• [Problem to solve] In this exercise, restate the listing word for word.

• [Provided records]

● ● ● ● ● ● ●

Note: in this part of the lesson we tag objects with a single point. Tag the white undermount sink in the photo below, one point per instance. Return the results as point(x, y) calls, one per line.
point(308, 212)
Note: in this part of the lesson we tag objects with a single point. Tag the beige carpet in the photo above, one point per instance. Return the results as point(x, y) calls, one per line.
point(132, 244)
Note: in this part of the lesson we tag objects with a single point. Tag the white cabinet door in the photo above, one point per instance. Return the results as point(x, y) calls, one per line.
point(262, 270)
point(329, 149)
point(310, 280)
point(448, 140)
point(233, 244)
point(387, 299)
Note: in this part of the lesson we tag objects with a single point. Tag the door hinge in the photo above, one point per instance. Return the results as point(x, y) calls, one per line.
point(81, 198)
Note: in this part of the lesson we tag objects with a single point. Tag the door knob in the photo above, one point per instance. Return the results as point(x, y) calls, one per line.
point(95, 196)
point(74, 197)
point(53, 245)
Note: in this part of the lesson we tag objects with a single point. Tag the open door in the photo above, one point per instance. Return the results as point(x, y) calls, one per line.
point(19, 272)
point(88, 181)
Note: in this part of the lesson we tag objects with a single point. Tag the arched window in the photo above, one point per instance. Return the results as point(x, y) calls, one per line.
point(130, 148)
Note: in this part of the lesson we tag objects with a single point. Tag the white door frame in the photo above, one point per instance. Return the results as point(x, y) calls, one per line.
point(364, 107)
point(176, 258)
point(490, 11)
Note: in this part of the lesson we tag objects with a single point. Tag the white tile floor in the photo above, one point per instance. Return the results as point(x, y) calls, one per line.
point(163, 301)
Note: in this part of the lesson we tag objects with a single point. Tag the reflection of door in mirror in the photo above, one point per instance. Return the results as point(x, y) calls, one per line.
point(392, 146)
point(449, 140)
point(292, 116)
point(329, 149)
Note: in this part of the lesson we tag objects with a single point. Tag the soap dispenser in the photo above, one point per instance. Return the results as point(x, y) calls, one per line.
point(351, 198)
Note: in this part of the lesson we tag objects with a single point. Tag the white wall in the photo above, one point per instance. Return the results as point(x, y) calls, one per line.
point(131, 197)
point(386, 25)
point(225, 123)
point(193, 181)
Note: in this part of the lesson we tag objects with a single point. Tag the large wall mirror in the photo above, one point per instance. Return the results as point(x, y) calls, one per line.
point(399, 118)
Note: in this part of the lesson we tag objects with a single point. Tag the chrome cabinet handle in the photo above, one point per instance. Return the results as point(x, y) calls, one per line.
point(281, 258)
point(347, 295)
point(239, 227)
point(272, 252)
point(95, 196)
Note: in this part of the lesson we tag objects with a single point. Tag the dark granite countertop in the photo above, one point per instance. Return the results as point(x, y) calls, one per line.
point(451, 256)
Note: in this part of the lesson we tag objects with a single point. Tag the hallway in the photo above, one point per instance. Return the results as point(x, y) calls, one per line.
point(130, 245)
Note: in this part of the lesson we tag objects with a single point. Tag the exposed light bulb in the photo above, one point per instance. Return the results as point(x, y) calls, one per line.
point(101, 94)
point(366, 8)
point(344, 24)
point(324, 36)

● ● ● ● ● ● ●

• [Exercise output]
Note: in this part of the lesson we tag objects with a single point. Tag the white undermount sink in the photo below, one point per instance. Return the results as point(x, y) calls, one per line.
point(308, 212)
Note: in this part of the lesson we tag objects with a single point. Tag the beige carpet in the photo above, one point per instance. Return the results as point(x, y) calls, one per line.
point(132, 244)
Note: in this part of the lesson we tag objects with a single point. Tag the white cabinet door in the photo above, one point per instance. Return the results as point(x, y) calls, one per line.
point(262, 270)
point(329, 149)
point(310, 280)
point(448, 140)
point(233, 244)
point(387, 299)
Note: in this part of the lesson we tag objects with a single point. Tag the door hinge in the photo above, one point per instance. Return the results as point(x, y) calls, one per line.
point(81, 198)
Note: in this part of the lesson we tag objects with a single point. Tag the door knob in the photo above, one point per instance. Return the results as point(x, y) calls, one per line.
point(95, 196)
point(74, 197)
point(53, 245)
Note: in this part of the lesson we tag objects with a single point. Tag the open door in the photo above, one point per instance. Return the results as point(x, y) calls, one per line.
point(19, 272)
point(88, 181)
Note: in this part of the lesson we tag objects with a single point. Tag the arched window in the photo above, one point per instance. Return the results as point(x, y) calls, one per line.
point(130, 148)
Note: in this part of the lesson we tag objects with a single point. Tag the white door frame in the photo above, one point per instance. Return the results as point(x, y) calls, one per line.
point(364, 107)
point(176, 258)
point(490, 11)
Note: in this part of the lesson we tag objects with a single point. Tag the white tile floor in the photo above, one point per instance. Return the results as point(x, y) calls, one per line.
point(163, 301)
Note: in this part of the lesson we tag objects with a single point. Tag the reflection of door in mirror in the photo above, one point per instance. Return the results as point(x, y) calls, one per line.
point(392, 146)
point(449, 140)
point(292, 116)
point(329, 149)
Note: in this part of the lesson we tag objects with a single point. Tag the soap dispenser in the photo above, one point per instance. Return the results as point(x, y) calls, one per line.
point(351, 198)
Note: in this part of the lesson we tag objects with a single point. Tag the white wall in the photo above, one point per instance. Return the results as point(x, y) calls, one per line.
point(131, 197)
point(386, 25)
point(225, 123)
point(193, 181)
Note: in this part of the lesson we tag objects with a single point. Tag the large wall mirror in the photo above, one point per instance. Return the results as point(x, y) calls, one per line.
point(399, 118)
Note: in this part of the lesson we tag objects with a single point. Tag the chrome cabinet handle in the photo above, one point per instance. Return the results as point(x, y) calls, one per line.
point(281, 258)
point(347, 295)
point(239, 227)
point(272, 252)
point(95, 196)
Note: in this part of the lesson we tag objects with a single point. Tag the dark granite countertop in the photo above, one point per instance. Return the results as point(x, y) calls, one per line.
point(451, 256)
Note: in this part of the lesson we tag objects with a single point. Tag the hallway in the photo above, one point per instance. Return the results as point(x, y) calls, one per line.
point(130, 245)
Note: in this part of the lesson we tag objects with a single point. Tag the exposed light bulb in the photo above, one point per instance. Return the results as point(x, y) calls, one per line.
point(101, 94)
point(366, 8)
point(344, 24)
point(324, 36)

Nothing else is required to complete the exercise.